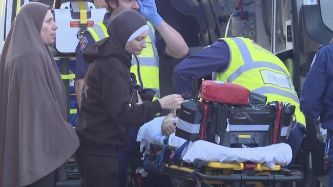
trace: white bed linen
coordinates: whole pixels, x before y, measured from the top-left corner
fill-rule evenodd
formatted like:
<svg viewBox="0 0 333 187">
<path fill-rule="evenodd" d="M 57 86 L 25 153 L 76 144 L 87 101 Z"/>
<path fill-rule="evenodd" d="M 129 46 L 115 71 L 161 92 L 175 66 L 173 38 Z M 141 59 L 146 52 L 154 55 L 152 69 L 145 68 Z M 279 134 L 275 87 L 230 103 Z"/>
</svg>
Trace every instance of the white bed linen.
<svg viewBox="0 0 333 187">
<path fill-rule="evenodd" d="M 156 118 L 143 125 L 139 130 L 136 141 L 140 142 L 140 150 L 143 147 L 149 149 L 151 143 L 163 144 L 166 137 L 161 132 L 161 125 L 164 116 Z M 170 135 L 169 145 L 180 147 L 186 140 Z M 292 160 L 293 152 L 286 144 L 278 144 L 269 146 L 252 148 L 231 148 L 204 141 L 190 142 L 182 154 L 183 160 L 192 162 L 195 159 L 206 162 L 245 162 L 262 163 L 270 168 L 275 164 L 285 166 Z"/>
</svg>

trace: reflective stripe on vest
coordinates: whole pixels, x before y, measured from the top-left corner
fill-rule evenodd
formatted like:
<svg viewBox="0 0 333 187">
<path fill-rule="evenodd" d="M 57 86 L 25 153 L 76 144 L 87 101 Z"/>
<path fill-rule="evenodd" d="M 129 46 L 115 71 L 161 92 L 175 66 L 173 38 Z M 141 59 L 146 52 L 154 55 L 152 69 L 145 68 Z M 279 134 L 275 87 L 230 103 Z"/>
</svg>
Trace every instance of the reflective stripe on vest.
<svg viewBox="0 0 333 187">
<path fill-rule="evenodd" d="M 160 97 L 159 90 L 159 59 L 156 46 L 155 30 L 150 22 L 147 21 L 149 27 L 149 34 L 146 38 L 147 46 L 144 49 L 141 54 L 138 56 L 140 64 L 140 75 L 143 84 L 143 88 L 152 88 L 156 91 L 153 100 Z M 100 21 L 88 31 L 90 33 L 95 42 L 97 42 L 109 37 L 106 26 L 103 21 Z M 135 74 L 136 80 L 139 81 L 137 72 L 137 65 L 135 58 L 132 56 L 131 72 Z"/>
<path fill-rule="evenodd" d="M 87 31 L 90 33 L 95 42 L 109 37 L 107 27 L 103 23 L 103 21 L 100 21 L 88 29 Z"/>
<path fill-rule="evenodd" d="M 63 80 L 74 79 L 75 78 L 75 74 L 69 74 L 69 75 L 61 74 L 61 79 Z"/>
<path fill-rule="evenodd" d="M 288 102 L 295 105 L 297 122 L 305 125 L 290 74 L 281 60 L 249 39 L 220 40 L 228 44 L 231 61 L 225 71 L 215 72 L 213 79 L 240 84 L 252 91 L 264 95 L 267 102 Z"/>
</svg>

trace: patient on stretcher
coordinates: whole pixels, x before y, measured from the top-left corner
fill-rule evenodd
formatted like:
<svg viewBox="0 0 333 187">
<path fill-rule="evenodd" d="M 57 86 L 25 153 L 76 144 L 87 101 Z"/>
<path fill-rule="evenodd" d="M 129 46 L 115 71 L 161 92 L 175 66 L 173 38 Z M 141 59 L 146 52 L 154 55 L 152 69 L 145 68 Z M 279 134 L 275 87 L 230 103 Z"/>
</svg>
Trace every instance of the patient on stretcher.
<svg viewBox="0 0 333 187">
<path fill-rule="evenodd" d="M 186 141 L 176 136 L 174 133 L 170 134 L 169 136 L 163 135 L 161 126 L 164 119 L 164 116 L 156 118 L 140 128 L 137 141 L 140 142 L 140 151 L 143 151 L 144 147 L 146 150 L 149 150 L 150 143 L 168 144 L 171 146 L 179 147 Z M 167 137 L 167 141 L 165 141 Z M 181 155 L 182 160 L 189 163 L 195 159 L 200 159 L 206 162 L 251 161 L 262 163 L 273 168 L 276 164 L 287 166 L 292 160 L 293 153 L 290 147 L 285 143 L 261 147 L 235 148 L 198 140 L 190 142 Z"/>
</svg>

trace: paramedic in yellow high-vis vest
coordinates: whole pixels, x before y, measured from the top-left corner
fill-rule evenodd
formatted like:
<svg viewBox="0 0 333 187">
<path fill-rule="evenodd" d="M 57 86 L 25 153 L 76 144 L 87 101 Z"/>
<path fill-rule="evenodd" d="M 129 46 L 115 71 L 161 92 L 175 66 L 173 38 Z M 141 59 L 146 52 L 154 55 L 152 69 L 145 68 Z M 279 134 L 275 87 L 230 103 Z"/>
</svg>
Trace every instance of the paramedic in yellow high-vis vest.
<svg viewBox="0 0 333 187">
<path fill-rule="evenodd" d="M 185 57 L 189 53 L 189 48 L 180 34 L 164 21 L 157 13 L 155 0 L 105 0 L 108 10 L 102 21 L 95 23 L 82 36 L 76 49 L 75 93 L 79 108 L 80 107 L 81 91 L 84 83 L 89 64 L 82 58 L 85 51 L 92 44 L 109 35 L 106 25 L 109 21 L 119 12 L 125 10 L 138 11 L 147 20 L 149 34 L 146 38 L 147 48 L 141 55 L 133 56 L 131 72 L 135 74 L 137 82 L 143 88 L 151 88 L 156 91 L 153 99 L 160 97 L 159 89 L 160 55 L 166 55 L 178 59 Z M 155 29 L 157 32 L 155 32 Z M 160 39 L 156 39 L 159 35 Z M 79 124 L 78 124 L 79 125 Z M 118 186 L 125 186 L 126 173 L 129 157 L 139 154 L 139 144 L 136 143 L 137 127 L 129 129 L 128 145 L 119 151 Z"/>
<path fill-rule="evenodd" d="M 287 102 L 296 106 L 298 123 L 287 143 L 295 161 L 306 133 L 305 119 L 292 77 L 276 56 L 248 38 L 220 38 L 188 57 L 175 68 L 173 76 L 176 93 L 191 92 L 192 80 L 213 73 L 213 80 L 241 85 L 251 91 L 266 96 L 267 102 Z"/>
</svg>

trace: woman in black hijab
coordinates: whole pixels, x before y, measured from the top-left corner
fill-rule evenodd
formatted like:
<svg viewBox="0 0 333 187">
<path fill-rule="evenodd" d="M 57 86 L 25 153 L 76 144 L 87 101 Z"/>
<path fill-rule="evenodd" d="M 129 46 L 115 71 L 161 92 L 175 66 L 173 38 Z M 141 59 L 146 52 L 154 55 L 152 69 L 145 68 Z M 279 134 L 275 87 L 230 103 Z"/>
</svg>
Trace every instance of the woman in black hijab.
<svg viewBox="0 0 333 187">
<path fill-rule="evenodd" d="M 47 45 L 57 28 L 49 6 L 28 3 L 0 60 L 0 186 L 54 186 L 78 147 L 66 122 L 65 87 Z"/>
<path fill-rule="evenodd" d="M 124 11 L 109 24 L 110 37 L 84 54 L 85 61 L 91 64 L 82 92 L 76 128 L 80 146 L 75 155 L 85 186 L 116 186 L 118 151 L 126 144 L 127 127 L 143 125 L 162 109 L 180 108 L 183 101 L 172 95 L 136 103 L 131 56 L 140 55 L 146 47 L 148 31 L 138 12 Z"/>
</svg>

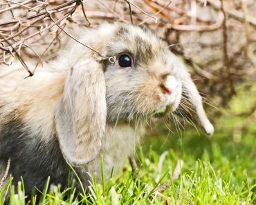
★ ★ ★ ★ ★
## Условия задачи
Перепишите все данные выше в виде списка JSON, где каждой строке соответствует одна строка списка, а пустые строки пропущены. Изображения в ответ не включайте.

## Ответ к упражнению
[
  "trace: white bed linen",
  "coordinates: whole pixels, x before y, measured from the top-left corner",
  "fill-rule evenodd",
  "formatted like:",
  "<svg viewBox=\"0 0 333 187\">",
  "<path fill-rule=\"evenodd\" d=\"M 57 86 L 25 153 L 76 144 L 87 101 Z\"/>",
  "<path fill-rule=\"evenodd\" d=\"M 129 46 L 115 71 L 161 92 L 175 66 L 173 38 Z M 141 59 L 146 52 L 154 55 L 152 69 L 145 68 Z M 279 134 L 275 87 L 230 103 Z\"/>",
  "</svg>",
  "Trace every instance of the white bed linen.",
  "<svg viewBox=\"0 0 333 187\">",
  "<path fill-rule=\"evenodd\" d=\"M 156 118 L 143 125 L 139 130 L 136 141 L 140 142 L 140 150 L 143 147 L 149 149 L 151 143 L 163 144 L 166 137 L 161 132 L 161 125 L 164 116 Z M 170 135 L 169 145 L 180 147 L 186 140 Z M 292 160 L 293 152 L 286 144 L 278 144 L 269 146 L 252 148 L 231 148 L 204 141 L 190 142 L 182 154 L 183 160 L 192 162 L 195 159 L 206 162 L 245 162 L 262 163 L 270 168 L 275 164 L 285 166 Z\"/>",
  "</svg>",
  "trace: reflective stripe on vest",
  "coordinates: whole pixels, x before y, measured from the top-left corner",
  "fill-rule evenodd",
  "formatted like:",
  "<svg viewBox=\"0 0 333 187\">",
  "<path fill-rule=\"evenodd\" d=\"M 57 86 L 25 153 L 76 144 L 87 101 Z\"/>",
  "<path fill-rule=\"evenodd\" d=\"M 129 46 L 115 71 L 161 92 L 175 66 L 173 38 Z M 141 59 L 146 52 L 154 55 L 152 69 L 145 68 Z M 279 134 L 275 87 L 230 103 Z\"/>",
  "</svg>",
  "Trace every instance of the reflective stripe on vest.",
  "<svg viewBox=\"0 0 333 187\">",
  "<path fill-rule=\"evenodd\" d=\"M 160 97 L 159 90 L 159 59 L 156 46 L 155 30 L 150 22 L 147 21 L 149 27 L 149 34 L 146 38 L 147 46 L 144 49 L 141 54 L 138 56 L 140 64 L 140 75 L 143 84 L 143 88 L 152 88 L 156 91 L 153 100 Z M 100 21 L 88 31 L 90 33 L 95 42 L 97 42 L 109 37 L 106 26 L 103 21 Z M 135 74 L 136 80 L 139 81 L 137 72 L 137 65 L 135 58 L 132 56 L 131 72 Z\"/>",
  "<path fill-rule=\"evenodd\" d=\"M 87 31 L 90 33 L 95 42 L 109 37 L 107 27 L 103 23 L 103 21 L 100 21 L 88 29 Z\"/>",
  "<path fill-rule=\"evenodd\" d=\"M 63 80 L 74 79 L 75 78 L 75 74 L 69 74 L 69 75 L 61 74 L 61 79 Z\"/>",
  "<path fill-rule=\"evenodd\" d=\"M 288 102 L 295 105 L 297 122 L 305 125 L 290 74 L 281 60 L 249 39 L 220 40 L 228 44 L 231 61 L 225 71 L 215 72 L 213 79 L 240 84 L 252 91 L 264 95 L 267 102 Z\"/>",
  "</svg>",
  "trace: patient on stretcher",
  "coordinates: whole pixels, x before y, measured from the top-left corner",
  "fill-rule evenodd",
  "formatted like:",
  "<svg viewBox=\"0 0 333 187\">",
  "<path fill-rule=\"evenodd\" d=\"M 57 86 L 25 153 L 76 144 L 87 101 Z\"/>",
  "<path fill-rule=\"evenodd\" d=\"M 129 46 L 115 71 L 161 92 L 175 66 L 173 38 Z M 141 59 L 146 52 L 154 55 L 152 69 L 145 68 Z M 279 134 L 275 87 L 230 103 Z\"/>",
  "</svg>",
  "Trace every instance of the patient on stretcher.",
  "<svg viewBox=\"0 0 333 187\">",
  "<path fill-rule=\"evenodd\" d=\"M 186 141 L 176 136 L 174 133 L 170 134 L 169 136 L 163 135 L 161 126 L 164 119 L 164 116 L 156 118 L 140 128 L 137 141 L 140 142 L 140 151 L 143 151 L 144 147 L 146 150 L 149 150 L 150 143 L 168 144 L 171 146 L 179 147 Z M 167 137 L 167 141 L 165 141 Z M 181 155 L 182 160 L 189 163 L 195 159 L 200 159 L 206 162 L 251 161 L 262 163 L 273 168 L 276 164 L 287 166 L 292 160 L 293 153 L 290 147 L 285 143 L 261 147 L 235 148 L 198 140 L 190 142 Z\"/>",
  "</svg>",
  "trace: paramedic in yellow high-vis vest",
  "coordinates: whole pixels, x before y, measured from the top-left corner",
  "fill-rule evenodd",
  "formatted like:",
  "<svg viewBox=\"0 0 333 187\">",
  "<path fill-rule=\"evenodd\" d=\"M 57 86 L 25 153 L 76 144 L 87 101 Z\"/>",
  "<path fill-rule=\"evenodd\" d=\"M 129 46 L 115 71 L 161 92 L 175 66 L 173 38 Z M 141 59 L 146 52 L 154 55 L 152 69 L 145 68 Z M 279 134 L 275 87 L 230 103 Z\"/>",
  "</svg>",
  "Trace every instance of the paramedic in yellow high-vis vest.",
  "<svg viewBox=\"0 0 333 187\">",
  "<path fill-rule=\"evenodd\" d=\"M 185 57 L 189 53 L 189 48 L 180 34 L 164 21 L 157 13 L 155 0 L 105 0 L 108 10 L 102 21 L 95 23 L 82 36 L 76 49 L 75 93 L 79 108 L 80 107 L 81 91 L 84 83 L 89 64 L 82 58 L 85 51 L 92 44 L 109 35 L 106 25 L 109 21 L 119 12 L 125 10 L 138 11 L 147 20 L 149 34 L 146 38 L 147 48 L 141 55 L 133 56 L 131 72 L 135 74 L 137 82 L 143 88 L 151 88 L 156 91 L 153 99 L 160 97 L 159 89 L 160 55 L 166 55 L 178 59 Z M 155 29 L 157 32 L 155 32 Z M 160 39 L 156 39 L 159 35 Z M 79 124 L 78 124 L 79 125 Z M 118 186 L 125 186 L 126 173 L 129 157 L 139 154 L 139 144 L 136 143 L 137 127 L 129 129 L 128 145 L 119 151 Z\"/>",
  "<path fill-rule=\"evenodd\" d=\"M 287 102 L 296 106 L 298 123 L 287 143 L 295 161 L 306 133 L 305 119 L 292 77 L 276 56 L 248 38 L 220 38 L 188 57 L 175 68 L 173 76 L 176 93 L 191 92 L 192 80 L 213 73 L 213 80 L 241 85 L 251 91 L 266 96 L 267 102 Z\"/>",
  "</svg>",
  "trace: woman in black hijab",
  "coordinates: whole pixels, x before y, measured from the top-left corner",
  "fill-rule evenodd",
  "formatted like:",
  "<svg viewBox=\"0 0 333 187\">",
  "<path fill-rule=\"evenodd\" d=\"M 57 86 L 25 153 L 76 144 L 87 101 Z\"/>",
  "<path fill-rule=\"evenodd\" d=\"M 129 46 L 115 71 L 161 92 L 175 66 L 173 38 Z M 141 59 L 146 52 L 154 55 L 152 69 L 145 68 Z M 279 134 L 275 87 L 230 103 Z\"/>",
  "</svg>",
  "Trace every instance of the woman in black hijab.",
  "<svg viewBox=\"0 0 333 187\">",
  "<path fill-rule=\"evenodd\" d=\"M 47 45 L 57 28 L 49 6 L 28 3 L 0 60 L 0 186 L 54 186 L 78 147 L 66 122 L 65 87 Z\"/>",
  "<path fill-rule=\"evenodd\" d=\"M 124 11 L 109 24 L 110 37 L 84 54 L 85 61 L 91 64 L 82 92 L 76 128 L 80 146 L 75 155 L 85 186 L 116 186 L 118 151 L 126 144 L 127 127 L 143 125 L 162 109 L 180 108 L 183 101 L 172 95 L 136 103 L 131 56 L 140 55 L 146 47 L 148 31 L 138 12 Z\"/>",
  "</svg>"
]